Source extract
◇ ◇ ◇ ◇ ◇ ◇ ◇

I recently had the opportunity to view a trio of family-friendly films from Warner Archive. Anne of Green Gables (1934), My Pal, Wolf (1944) and The Littlest Hobo (1958), each have their distinct charms and were fun to watch.

In a smoothly-executed, if jam-packed, RKO production the first novel in Lucy Maud Montgomery's Anne of Green Gables series gets a brisk treatment. Abandoning her remarkable previous stage name Dawn O'Day, Anne Shirley stars as Anne Shirley. Inspired by her role in the film, the actress would keep this more easily digestible name for the rest of her career.

Shirley is suitably dreamy and determined as Anne, the girl who is adopted by brother and sister Marilla (Helen Westly) and Matthew Cuthbert (O.P. Heggie). Though the pair had hoped for a boy to help maintain their Prince Edward Island property, Anne tugs at them and they agree to let her stay. She goes to school and falls in love with Gilbert (Tom Brown), the one boy who is absolutely forbidden to her by her new family.

This was the second Hollywood treatment of the book, following a 1919 version starring Mary Miles Minter. Shirley would return to the role again with a completely different cast in Anne of Windy Poplars (1940)

In trying to cram the action of an entire book into 78 minutes, the movie often has feel of an assembly line of plot points whizzing by. Years pass in moments. While the film doesn't accomplish the impossible task of translating all the charm of the books to the screen, it does slow down enough so that you can get to know the makeshift family at its heart. Heggie is particularly magnetic as Matthew, providing ample proof that a man doesn't need words to be a brilliant communicator.


Though similarly brief, My Pal, Wolf (1944) approaches its story with a more leisurely pace. It is the screen debut of the delightfully unmannered Sharyn Moffett, a child actress who had an unfortunately brief film career. She stars as Gretchen, the daughter of a pair of workaholic parents, who spends her time at the family's country estate, cared for by a gaggle of servants and entertained by sympathetic local family of much more modest means.

Known for telling tales, no one believes the girl when she claims she has found a wolf and is caring for the animal. It is actually a highly-trained army dog that has gone AWOL. Despite the interventions of her strict new governess (Jill Esmond, more famous as the first Mrs. Laurence Olivier), she insists on visiting the dog and bringing him food. While this seems generous in theory, it's a little scary to see her face-to-face with such an enormous animal. Highly-trained or not, he's got gigantic teeth.

◇ ◇ ◇ ◇ ◇ ◇ ◇

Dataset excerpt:
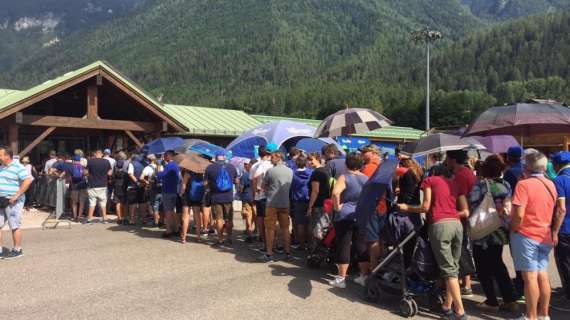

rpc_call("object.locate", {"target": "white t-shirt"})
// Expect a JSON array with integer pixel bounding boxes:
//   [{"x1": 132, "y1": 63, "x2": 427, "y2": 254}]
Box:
[{"x1": 249, "y1": 160, "x2": 273, "y2": 200}]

◇ ◇ ◇ ◇ ◇ ◇ ◇

What you need to do
Continue the review of the three Warner Archive family films, picking up right after its last sentence.

Response to this exercise
Moffett has become one of my favorite child actresses. I reviewed her later film Banjo (1947) last year and in both roles I was impressed with her naturalness in front of the camera. Here she seems completely unaware of her movements, letting her body fall into the familiar slouches and sprawling of a restless eight-year-old. She's lovable because rather than trying to play up to her audience, she seems completely absorbed in her own activities.


While a pair of child actors have a prominent place in the plot of The Littlest Hobo (1958), the stars of this addictively charming movie are a brilliant German Shepherd and the lamb he has saved from the slaughterhouse. While that might sound like a cutesy plot for a movie, the result is much breezier and briskly entertaining than you'd think.

The dog is a restless soul, traveling the rails and charming itself into the odd free meal. One day he hops off the train in Los Angeles and jogs around town looking for action. He sees a distraught boy (Chester Anderson) selling his pet to a meat company; the orphanage where he lives can't house the animal.

Coming to the lamb's rescue, the dog chews through the rope tying him to the loading dock at the slaughterhouse, body slams the man who bought the animal to the ground and drags the confused sheep away. For most of the rest of the movie, the German Shepherd drags his new friend around as they evade the cops, missionaries, hungry homeless men and anyone else who tries to capture them.

I can think of so many ways this movie could be corny, overly sentimental or too broad, but it rarely is. There's a cheerful naturalness to it, which is helped along by a jaunty, jazzy score and theme song. The mid-century LA locations are interesting from a historical standpoint, and they give the action just the right amount of grit.

It's also so much fun to see this clever dog trotting along, flirting with poodles and trying to do  good. He's actually a much better actor than most of the people in the film. While I did feel sorry for the lamb, who looked a bit miserable being dragged along in some of the scenes, the pair look so funny running around together. I never got tired of watching them.


This pleasant, airy film was popular enough to inspire two long-running Canadian television series about Hobo. I can see why; watching him at work is strangely fascinating. In fact, I've already watched it again and I don't mind that the theme song is still running through my head.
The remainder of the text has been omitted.